Page text:
Add design doc for the disk changes

author Iustin Pop <iustin@google.com>

Sat, 27 Sep 2008 11:32:52 +0000 (11:32 +0000)

committer Iustin Pop <iustin@google.com>

Sat, 27 Sep 2008 11:32:52 +0000 (11:32 +0000)
author Iustin Pop <iustin@google.com>
Sat, 27 Sep 2008 11:32:52 +0000 (11:32 +0000)
committer Iustin Pop <iustin@google.com>
Sat, 27 Sep 2008 11:32:52 +0000 (11:32 +0000)
diff --git a/doc/design-2.0-disk-handling.rst b/doc/design-2.0-disk-handling.rst

new file mode 100644 (file)

index 0000000..988dfb2
--- /dev/null
+++ b/doc/design-2.0-disk-handling.rst
@@ -0,0 +1,259 @@
+Ganeti 2.0 disk handling changes
+================================
+
+Objective
+---------
+
+Change the storage options available and the details of the
+implementation such that we overcome some design limitations present
+in Ganeti 1.x.

Given records:

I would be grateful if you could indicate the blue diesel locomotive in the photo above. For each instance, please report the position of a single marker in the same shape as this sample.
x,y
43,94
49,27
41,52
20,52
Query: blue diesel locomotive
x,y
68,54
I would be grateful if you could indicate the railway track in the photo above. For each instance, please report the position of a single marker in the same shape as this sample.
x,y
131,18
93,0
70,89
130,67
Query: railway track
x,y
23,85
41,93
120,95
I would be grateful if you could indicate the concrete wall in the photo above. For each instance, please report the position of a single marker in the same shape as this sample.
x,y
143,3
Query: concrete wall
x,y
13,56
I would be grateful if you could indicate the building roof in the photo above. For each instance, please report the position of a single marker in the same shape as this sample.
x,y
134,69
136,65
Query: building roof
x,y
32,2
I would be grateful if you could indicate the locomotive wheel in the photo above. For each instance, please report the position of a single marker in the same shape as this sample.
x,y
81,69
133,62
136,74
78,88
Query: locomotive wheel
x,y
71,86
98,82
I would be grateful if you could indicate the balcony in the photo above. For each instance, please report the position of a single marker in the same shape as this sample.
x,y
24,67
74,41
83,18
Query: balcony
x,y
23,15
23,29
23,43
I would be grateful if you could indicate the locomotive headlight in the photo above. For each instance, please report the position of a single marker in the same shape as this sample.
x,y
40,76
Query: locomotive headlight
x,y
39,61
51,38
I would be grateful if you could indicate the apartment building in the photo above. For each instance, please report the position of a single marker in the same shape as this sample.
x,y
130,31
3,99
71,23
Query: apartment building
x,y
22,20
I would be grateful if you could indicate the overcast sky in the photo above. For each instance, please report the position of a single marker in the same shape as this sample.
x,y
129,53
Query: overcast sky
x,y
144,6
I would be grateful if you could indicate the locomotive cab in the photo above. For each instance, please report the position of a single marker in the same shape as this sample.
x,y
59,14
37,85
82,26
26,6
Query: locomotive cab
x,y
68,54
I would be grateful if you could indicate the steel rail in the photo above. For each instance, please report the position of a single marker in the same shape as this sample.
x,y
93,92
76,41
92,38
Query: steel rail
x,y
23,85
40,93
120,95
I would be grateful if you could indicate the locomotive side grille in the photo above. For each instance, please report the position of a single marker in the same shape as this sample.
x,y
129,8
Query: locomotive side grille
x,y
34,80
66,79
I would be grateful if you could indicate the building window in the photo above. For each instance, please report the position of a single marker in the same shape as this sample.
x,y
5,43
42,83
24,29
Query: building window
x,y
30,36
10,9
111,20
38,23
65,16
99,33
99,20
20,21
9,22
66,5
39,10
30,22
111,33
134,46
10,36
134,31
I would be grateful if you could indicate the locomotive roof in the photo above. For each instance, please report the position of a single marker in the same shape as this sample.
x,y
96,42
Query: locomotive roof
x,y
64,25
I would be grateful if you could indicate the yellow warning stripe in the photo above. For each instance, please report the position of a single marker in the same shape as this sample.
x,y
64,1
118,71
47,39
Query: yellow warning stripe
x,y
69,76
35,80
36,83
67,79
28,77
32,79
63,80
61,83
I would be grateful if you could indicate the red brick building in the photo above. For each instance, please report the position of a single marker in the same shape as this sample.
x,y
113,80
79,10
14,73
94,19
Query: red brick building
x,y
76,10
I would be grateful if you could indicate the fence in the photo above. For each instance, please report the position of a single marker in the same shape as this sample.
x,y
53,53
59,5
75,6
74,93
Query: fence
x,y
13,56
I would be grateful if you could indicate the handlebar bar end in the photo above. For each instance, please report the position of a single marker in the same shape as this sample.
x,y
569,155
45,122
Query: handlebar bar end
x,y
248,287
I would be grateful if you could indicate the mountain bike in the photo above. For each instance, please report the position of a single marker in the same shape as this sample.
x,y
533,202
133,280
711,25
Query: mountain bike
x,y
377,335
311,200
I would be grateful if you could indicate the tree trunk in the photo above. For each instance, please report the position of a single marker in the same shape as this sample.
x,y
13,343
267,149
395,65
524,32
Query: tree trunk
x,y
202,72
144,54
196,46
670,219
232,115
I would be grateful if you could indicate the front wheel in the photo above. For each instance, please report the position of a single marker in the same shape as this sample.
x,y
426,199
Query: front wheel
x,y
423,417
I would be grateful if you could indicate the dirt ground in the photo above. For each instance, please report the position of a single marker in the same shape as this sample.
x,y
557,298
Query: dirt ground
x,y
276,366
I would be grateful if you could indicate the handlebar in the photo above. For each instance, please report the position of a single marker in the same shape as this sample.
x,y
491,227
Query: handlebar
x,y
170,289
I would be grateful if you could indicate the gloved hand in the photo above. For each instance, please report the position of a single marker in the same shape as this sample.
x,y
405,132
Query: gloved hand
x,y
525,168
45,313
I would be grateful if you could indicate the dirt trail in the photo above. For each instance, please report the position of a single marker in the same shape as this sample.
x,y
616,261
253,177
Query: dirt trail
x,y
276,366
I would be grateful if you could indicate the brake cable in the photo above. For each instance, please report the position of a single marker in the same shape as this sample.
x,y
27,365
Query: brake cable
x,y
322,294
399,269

Task requirements:
1. In the Ganeti commit page, what is the path of the new file the commit adds?
2. Put this sentence from the Ganeti commit page into Spanish: "Change the storage options available and the details of the implementation such that we overcome some design limitations present in Ganeti 1.x."
3. Resume the Ganeti commit page from the point where it stops.

Outputs in order:
1. doc/design-2.0-disk-handling.rst

2. Cambiar las opciones de almacenamiento disponibles y los detalles de la implementación de modo que superemos algunas limitaciones de diseño presentes en Ganeti 1.x.

3.
+
+Background
+----------
+
+The storage options available in Ganeti 1.x were introduced based on
+then-current software (DRBD 0.7 and later DRBD 8) and the estimated
+usage patters. However, experience has later shown that some
+assumptions made initially are not true and that more flexibility is
+needed.
+
+One main assupmtion made was that disk failures should be treated as 'rare'
+events, and that each of them needs to be manually handled in order to ensure
+data safety; however, both these assumptions are false:
+
+- disk failures can be a common occurence, based on usage patterns or cluster
+  size
+- our disk setup is robust enough (referring to DRBD8 + LVM) that we could
+  automate more of the recovery
+
+Note that we still don't have fully-automated disk recovery as a goal, but our
+goal is to reduce the manual work needed.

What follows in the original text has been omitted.